▶ _Entries from a point annotation set_
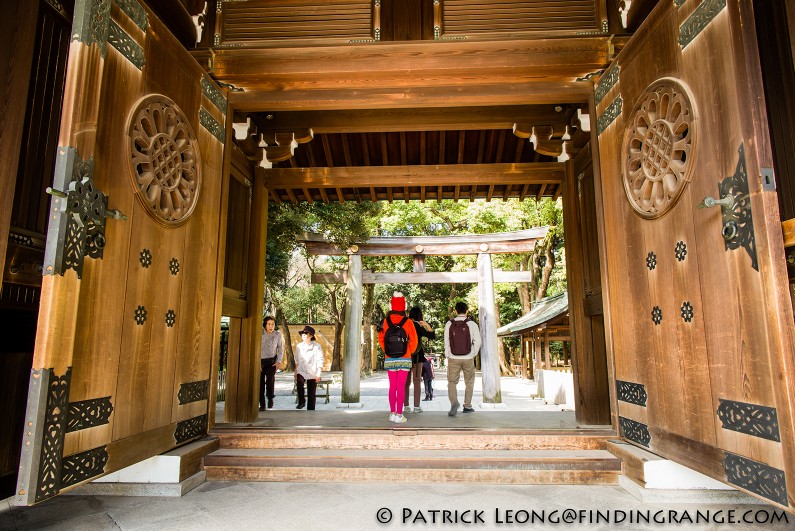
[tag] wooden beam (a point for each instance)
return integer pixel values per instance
(501, 242)
(384, 151)
(365, 149)
(532, 70)
(789, 232)
(441, 175)
(446, 277)
(346, 150)
(481, 146)
(500, 146)
(327, 151)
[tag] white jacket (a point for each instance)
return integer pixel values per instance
(474, 335)
(309, 360)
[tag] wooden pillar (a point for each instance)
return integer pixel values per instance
(245, 398)
(489, 349)
(18, 25)
(352, 358)
(547, 365)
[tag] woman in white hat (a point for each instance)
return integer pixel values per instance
(308, 365)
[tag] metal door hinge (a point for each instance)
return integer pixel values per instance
(77, 215)
(737, 228)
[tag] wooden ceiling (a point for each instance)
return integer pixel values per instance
(410, 99)
(459, 154)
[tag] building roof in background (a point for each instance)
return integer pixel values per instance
(544, 310)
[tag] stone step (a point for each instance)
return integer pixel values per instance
(414, 438)
(408, 465)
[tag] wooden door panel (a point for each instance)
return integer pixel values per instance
(128, 346)
(712, 363)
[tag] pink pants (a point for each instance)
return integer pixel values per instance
(397, 390)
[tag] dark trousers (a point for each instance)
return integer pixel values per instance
(416, 377)
(267, 380)
(311, 391)
(429, 388)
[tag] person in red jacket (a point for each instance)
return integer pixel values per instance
(398, 339)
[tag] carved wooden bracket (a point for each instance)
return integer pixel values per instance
(547, 140)
(281, 146)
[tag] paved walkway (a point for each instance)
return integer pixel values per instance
(237, 506)
(357, 506)
(517, 396)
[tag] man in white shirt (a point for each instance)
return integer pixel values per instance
(461, 345)
(270, 358)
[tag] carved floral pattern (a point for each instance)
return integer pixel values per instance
(651, 261)
(164, 159)
(658, 148)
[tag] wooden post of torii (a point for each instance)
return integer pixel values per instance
(482, 245)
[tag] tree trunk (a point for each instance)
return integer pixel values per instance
(336, 356)
(523, 288)
(367, 325)
(450, 299)
(546, 273)
(288, 342)
(504, 369)
(536, 266)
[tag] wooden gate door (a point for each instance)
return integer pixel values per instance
(124, 348)
(701, 325)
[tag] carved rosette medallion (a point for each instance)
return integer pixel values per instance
(164, 159)
(658, 148)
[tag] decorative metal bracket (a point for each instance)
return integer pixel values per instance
(735, 206)
(77, 214)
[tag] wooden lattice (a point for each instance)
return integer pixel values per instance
(658, 148)
(164, 157)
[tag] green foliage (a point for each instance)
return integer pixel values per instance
(342, 223)
(352, 222)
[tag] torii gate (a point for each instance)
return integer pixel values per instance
(483, 245)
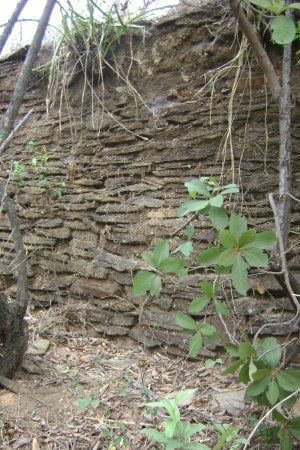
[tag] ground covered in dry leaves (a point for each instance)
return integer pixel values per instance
(90, 392)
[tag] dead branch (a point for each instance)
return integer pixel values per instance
(10, 115)
(22, 285)
(15, 130)
(10, 24)
(285, 149)
(257, 48)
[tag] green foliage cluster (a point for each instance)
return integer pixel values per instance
(284, 29)
(36, 168)
(259, 365)
(238, 250)
(177, 433)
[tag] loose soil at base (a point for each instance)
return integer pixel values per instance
(116, 377)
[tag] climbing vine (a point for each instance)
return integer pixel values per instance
(260, 363)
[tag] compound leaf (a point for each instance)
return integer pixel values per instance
(239, 274)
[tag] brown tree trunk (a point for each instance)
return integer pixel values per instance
(10, 24)
(13, 329)
(23, 80)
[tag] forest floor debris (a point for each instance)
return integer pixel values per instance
(93, 392)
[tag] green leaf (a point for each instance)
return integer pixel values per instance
(186, 248)
(195, 344)
(171, 265)
(186, 322)
(233, 367)
(207, 329)
(286, 441)
(191, 206)
(161, 251)
(257, 387)
(195, 429)
(227, 257)
(237, 225)
(293, 6)
(208, 289)
(272, 392)
(95, 403)
(189, 232)
(244, 374)
(227, 239)
(255, 257)
(209, 363)
(261, 374)
(294, 427)
(246, 238)
(195, 187)
(156, 286)
(84, 402)
(245, 350)
(283, 29)
(218, 217)
(239, 274)
(232, 350)
(270, 351)
(155, 435)
(216, 201)
(288, 381)
(148, 258)
(182, 273)
(279, 417)
(221, 308)
(230, 190)
(266, 240)
(196, 446)
(221, 270)
(265, 4)
(252, 369)
(145, 281)
(198, 305)
(209, 257)
(170, 426)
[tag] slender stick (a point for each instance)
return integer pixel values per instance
(15, 130)
(10, 115)
(22, 284)
(293, 394)
(257, 48)
(285, 149)
(10, 24)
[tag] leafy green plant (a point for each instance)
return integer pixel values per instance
(177, 434)
(241, 248)
(228, 437)
(285, 431)
(283, 28)
(145, 281)
(207, 199)
(267, 384)
(36, 168)
(88, 401)
(238, 249)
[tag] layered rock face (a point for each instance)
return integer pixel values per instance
(113, 166)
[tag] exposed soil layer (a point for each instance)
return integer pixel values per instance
(120, 376)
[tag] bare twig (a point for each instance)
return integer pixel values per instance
(10, 24)
(10, 115)
(257, 48)
(285, 149)
(285, 272)
(184, 225)
(293, 394)
(15, 130)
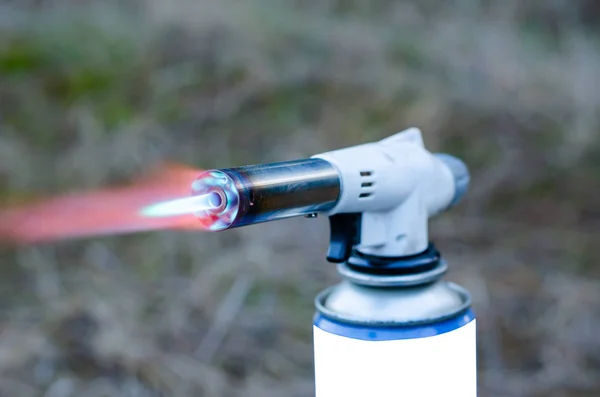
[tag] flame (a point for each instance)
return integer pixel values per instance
(105, 211)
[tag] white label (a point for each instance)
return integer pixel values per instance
(441, 365)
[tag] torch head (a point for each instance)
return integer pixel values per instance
(378, 196)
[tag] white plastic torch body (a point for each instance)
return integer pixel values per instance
(397, 185)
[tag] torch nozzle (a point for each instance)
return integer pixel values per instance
(213, 201)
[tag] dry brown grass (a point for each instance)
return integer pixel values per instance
(94, 93)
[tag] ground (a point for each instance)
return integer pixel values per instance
(93, 93)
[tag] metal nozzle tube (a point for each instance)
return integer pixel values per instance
(261, 193)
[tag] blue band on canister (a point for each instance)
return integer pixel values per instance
(375, 333)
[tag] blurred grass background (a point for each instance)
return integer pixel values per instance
(94, 92)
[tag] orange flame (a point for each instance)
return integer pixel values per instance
(101, 212)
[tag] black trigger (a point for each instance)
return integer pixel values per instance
(345, 234)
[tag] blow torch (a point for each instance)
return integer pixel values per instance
(392, 327)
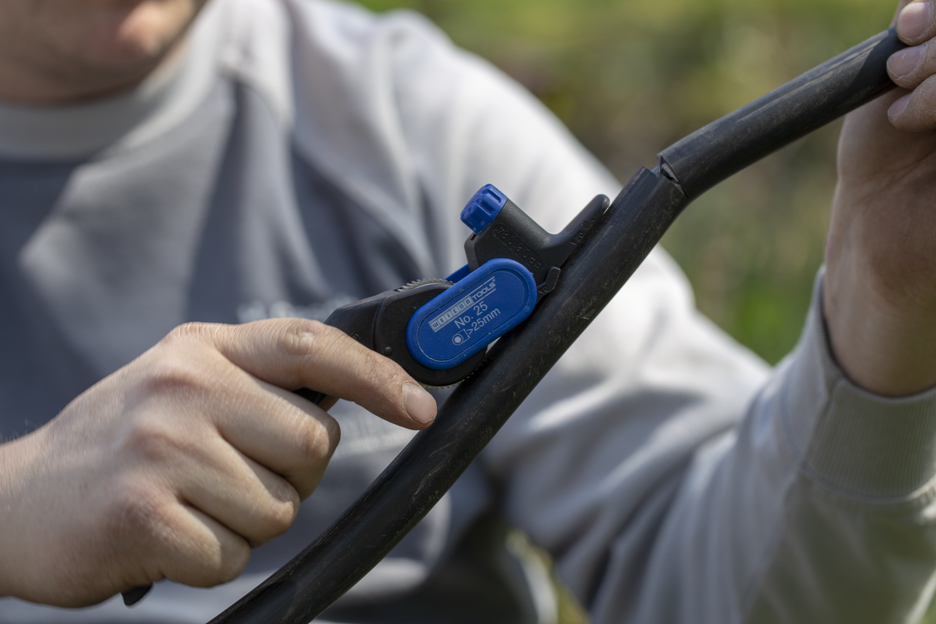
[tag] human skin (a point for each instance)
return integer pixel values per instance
(177, 464)
(59, 51)
(180, 462)
(879, 295)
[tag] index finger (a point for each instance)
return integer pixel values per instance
(299, 353)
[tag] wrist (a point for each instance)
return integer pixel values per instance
(883, 340)
(16, 459)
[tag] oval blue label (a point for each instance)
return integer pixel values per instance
(471, 314)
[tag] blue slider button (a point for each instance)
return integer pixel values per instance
(470, 315)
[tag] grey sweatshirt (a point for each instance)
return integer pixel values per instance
(304, 154)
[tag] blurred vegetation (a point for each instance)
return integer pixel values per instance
(630, 77)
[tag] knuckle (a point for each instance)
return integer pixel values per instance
(174, 375)
(189, 331)
(317, 439)
(137, 513)
(155, 441)
(280, 515)
(301, 338)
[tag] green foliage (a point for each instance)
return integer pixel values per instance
(629, 77)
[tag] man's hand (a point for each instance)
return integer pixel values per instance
(177, 464)
(880, 286)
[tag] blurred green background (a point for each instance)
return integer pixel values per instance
(630, 77)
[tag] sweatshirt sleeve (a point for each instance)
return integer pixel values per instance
(671, 474)
(815, 507)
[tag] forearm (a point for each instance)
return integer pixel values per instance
(817, 510)
(880, 326)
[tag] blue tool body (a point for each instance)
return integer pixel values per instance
(439, 330)
(471, 314)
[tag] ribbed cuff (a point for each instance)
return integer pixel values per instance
(858, 443)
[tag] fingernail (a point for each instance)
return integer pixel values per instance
(419, 404)
(903, 62)
(914, 20)
(898, 107)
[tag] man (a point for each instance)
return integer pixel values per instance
(290, 156)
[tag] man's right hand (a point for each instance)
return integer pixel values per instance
(180, 462)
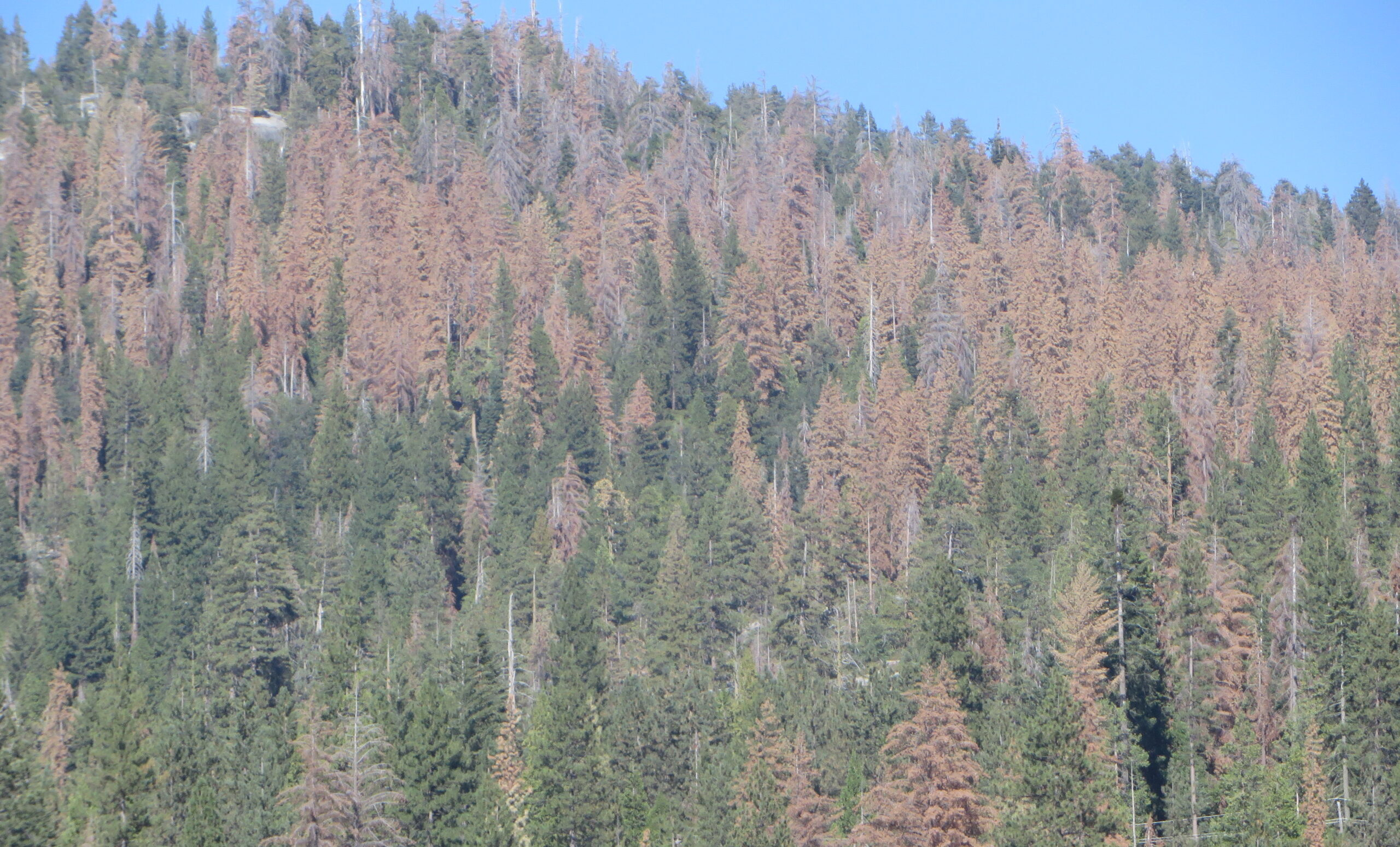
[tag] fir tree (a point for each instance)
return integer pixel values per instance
(929, 793)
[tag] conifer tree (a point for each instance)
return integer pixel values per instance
(253, 597)
(1081, 625)
(1064, 794)
(929, 793)
(761, 804)
(366, 788)
(568, 759)
(113, 798)
(26, 810)
(676, 605)
(319, 811)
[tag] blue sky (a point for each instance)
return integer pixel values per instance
(1309, 91)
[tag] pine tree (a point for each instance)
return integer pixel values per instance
(566, 750)
(58, 728)
(929, 793)
(113, 796)
(1064, 794)
(253, 597)
(366, 788)
(761, 805)
(676, 607)
(1364, 213)
(26, 814)
(1081, 625)
(318, 807)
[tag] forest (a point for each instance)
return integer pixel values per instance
(423, 430)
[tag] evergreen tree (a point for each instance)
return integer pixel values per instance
(1364, 213)
(929, 794)
(1066, 797)
(568, 761)
(26, 814)
(251, 600)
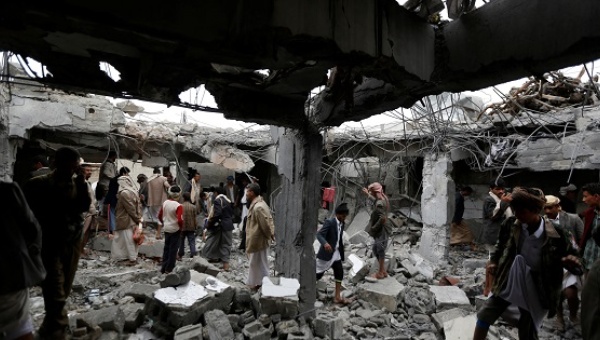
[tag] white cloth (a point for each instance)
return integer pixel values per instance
(258, 267)
(507, 213)
(521, 291)
(123, 247)
(323, 265)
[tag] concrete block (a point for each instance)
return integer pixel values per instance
(190, 332)
(329, 326)
(134, 316)
(461, 328)
(361, 237)
(109, 319)
(472, 264)
(256, 331)
(141, 292)
(384, 293)
(412, 270)
(101, 243)
(448, 297)
(359, 222)
(201, 265)
(359, 269)
(217, 325)
(440, 318)
(152, 249)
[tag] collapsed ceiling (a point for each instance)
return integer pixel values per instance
(261, 59)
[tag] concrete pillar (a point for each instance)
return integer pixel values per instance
(437, 207)
(299, 163)
(8, 147)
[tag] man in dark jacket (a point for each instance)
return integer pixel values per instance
(331, 252)
(61, 219)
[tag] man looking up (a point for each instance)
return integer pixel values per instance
(331, 252)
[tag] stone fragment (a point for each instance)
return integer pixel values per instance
(412, 270)
(328, 326)
(361, 237)
(190, 332)
(448, 297)
(134, 316)
(256, 331)
(109, 319)
(419, 299)
(460, 328)
(201, 265)
(152, 249)
(179, 276)
(440, 318)
(359, 269)
(384, 293)
(141, 292)
(217, 325)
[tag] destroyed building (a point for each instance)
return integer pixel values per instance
(261, 62)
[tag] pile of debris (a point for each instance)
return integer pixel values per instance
(552, 92)
(419, 300)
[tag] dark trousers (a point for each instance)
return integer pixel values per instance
(61, 265)
(170, 252)
(190, 236)
(338, 271)
(495, 306)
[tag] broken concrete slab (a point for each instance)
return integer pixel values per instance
(152, 249)
(359, 269)
(461, 328)
(448, 297)
(384, 293)
(256, 331)
(201, 265)
(109, 319)
(190, 332)
(328, 326)
(440, 318)
(217, 325)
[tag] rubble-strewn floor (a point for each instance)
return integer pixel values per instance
(119, 299)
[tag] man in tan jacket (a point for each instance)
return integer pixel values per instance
(260, 231)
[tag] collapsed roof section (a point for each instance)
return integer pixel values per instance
(382, 56)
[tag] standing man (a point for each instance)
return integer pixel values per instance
(260, 231)
(331, 252)
(108, 171)
(571, 283)
(89, 217)
(568, 197)
(527, 267)
(59, 201)
(591, 232)
(496, 208)
(460, 233)
(157, 195)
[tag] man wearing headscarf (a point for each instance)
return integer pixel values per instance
(380, 227)
(571, 283)
(527, 266)
(331, 252)
(128, 217)
(568, 197)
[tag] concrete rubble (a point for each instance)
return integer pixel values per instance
(201, 301)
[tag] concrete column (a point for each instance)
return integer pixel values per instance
(437, 207)
(8, 147)
(299, 163)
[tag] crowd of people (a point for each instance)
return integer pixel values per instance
(49, 235)
(539, 256)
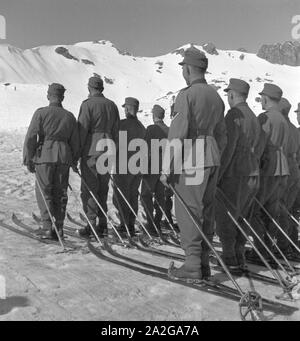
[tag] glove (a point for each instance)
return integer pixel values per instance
(31, 167)
(164, 179)
(75, 167)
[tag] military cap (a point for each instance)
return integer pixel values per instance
(238, 85)
(195, 57)
(271, 90)
(56, 89)
(284, 106)
(131, 101)
(96, 83)
(158, 111)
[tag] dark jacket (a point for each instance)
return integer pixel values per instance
(98, 118)
(134, 130)
(157, 131)
(243, 132)
(275, 147)
(52, 137)
(199, 114)
(293, 150)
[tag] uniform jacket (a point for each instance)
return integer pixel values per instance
(98, 118)
(243, 133)
(135, 130)
(52, 137)
(199, 114)
(293, 150)
(159, 130)
(275, 143)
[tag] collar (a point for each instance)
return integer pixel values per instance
(96, 95)
(199, 81)
(241, 104)
(55, 105)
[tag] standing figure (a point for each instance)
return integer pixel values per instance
(151, 185)
(98, 119)
(199, 118)
(51, 146)
(129, 182)
(274, 168)
(238, 172)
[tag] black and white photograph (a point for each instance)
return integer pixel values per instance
(150, 163)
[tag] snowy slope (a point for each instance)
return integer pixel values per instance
(148, 79)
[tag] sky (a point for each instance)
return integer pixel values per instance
(149, 27)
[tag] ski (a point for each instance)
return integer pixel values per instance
(104, 254)
(211, 287)
(179, 257)
(246, 273)
(26, 233)
(74, 221)
(36, 232)
(272, 264)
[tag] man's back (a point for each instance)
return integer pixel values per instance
(58, 136)
(200, 112)
(276, 134)
(98, 118)
(243, 132)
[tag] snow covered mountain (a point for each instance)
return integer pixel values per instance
(25, 74)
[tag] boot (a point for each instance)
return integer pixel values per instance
(121, 230)
(151, 230)
(60, 228)
(206, 273)
(85, 231)
(131, 231)
(49, 234)
(185, 272)
(101, 230)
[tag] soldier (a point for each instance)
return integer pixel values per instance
(239, 172)
(50, 148)
(128, 183)
(199, 116)
(273, 166)
(172, 106)
(151, 185)
(289, 196)
(98, 119)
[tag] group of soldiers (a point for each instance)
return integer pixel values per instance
(252, 162)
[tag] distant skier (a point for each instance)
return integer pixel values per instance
(172, 106)
(98, 119)
(274, 169)
(239, 172)
(199, 115)
(51, 146)
(151, 185)
(289, 193)
(128, 183)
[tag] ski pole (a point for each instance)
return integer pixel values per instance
(50, 215)
(277, 225)
(293, 272)
(131, 209)
(86, 217)
(281, 253)
(254, 232)
(249, 296)
(276, 275)
(162, 210)
(122, 213)
(100, 207)
(291, 216)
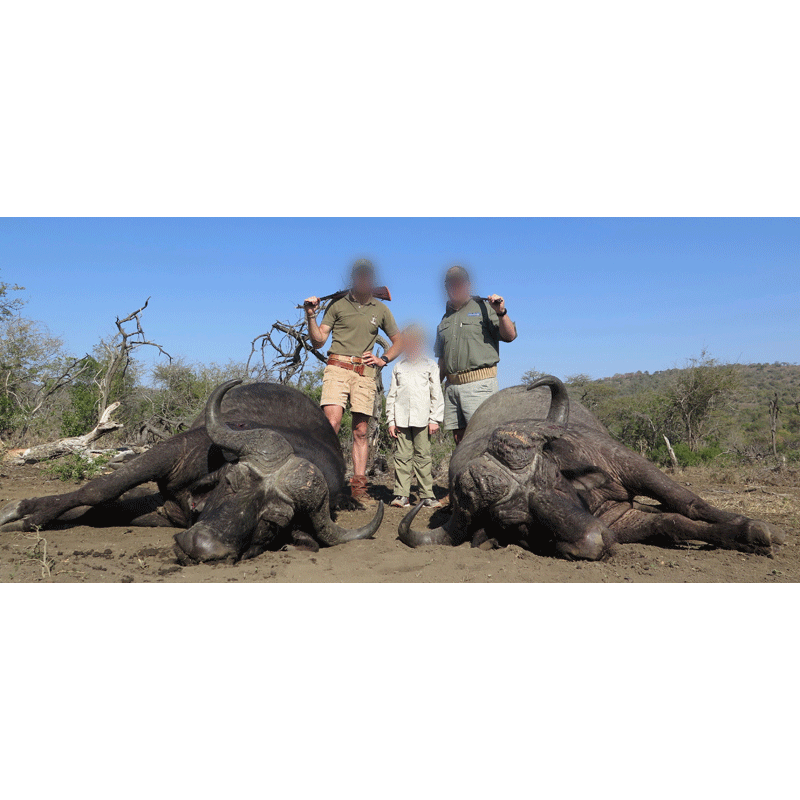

▶ _What the task asks_
Pick out every line of the entries above that contains the word "hand", and copy each one.

▶ _Solution to this exercise_
[tag] man's hand (a point for each instance)
[tag] man's right hand (a point for each instance)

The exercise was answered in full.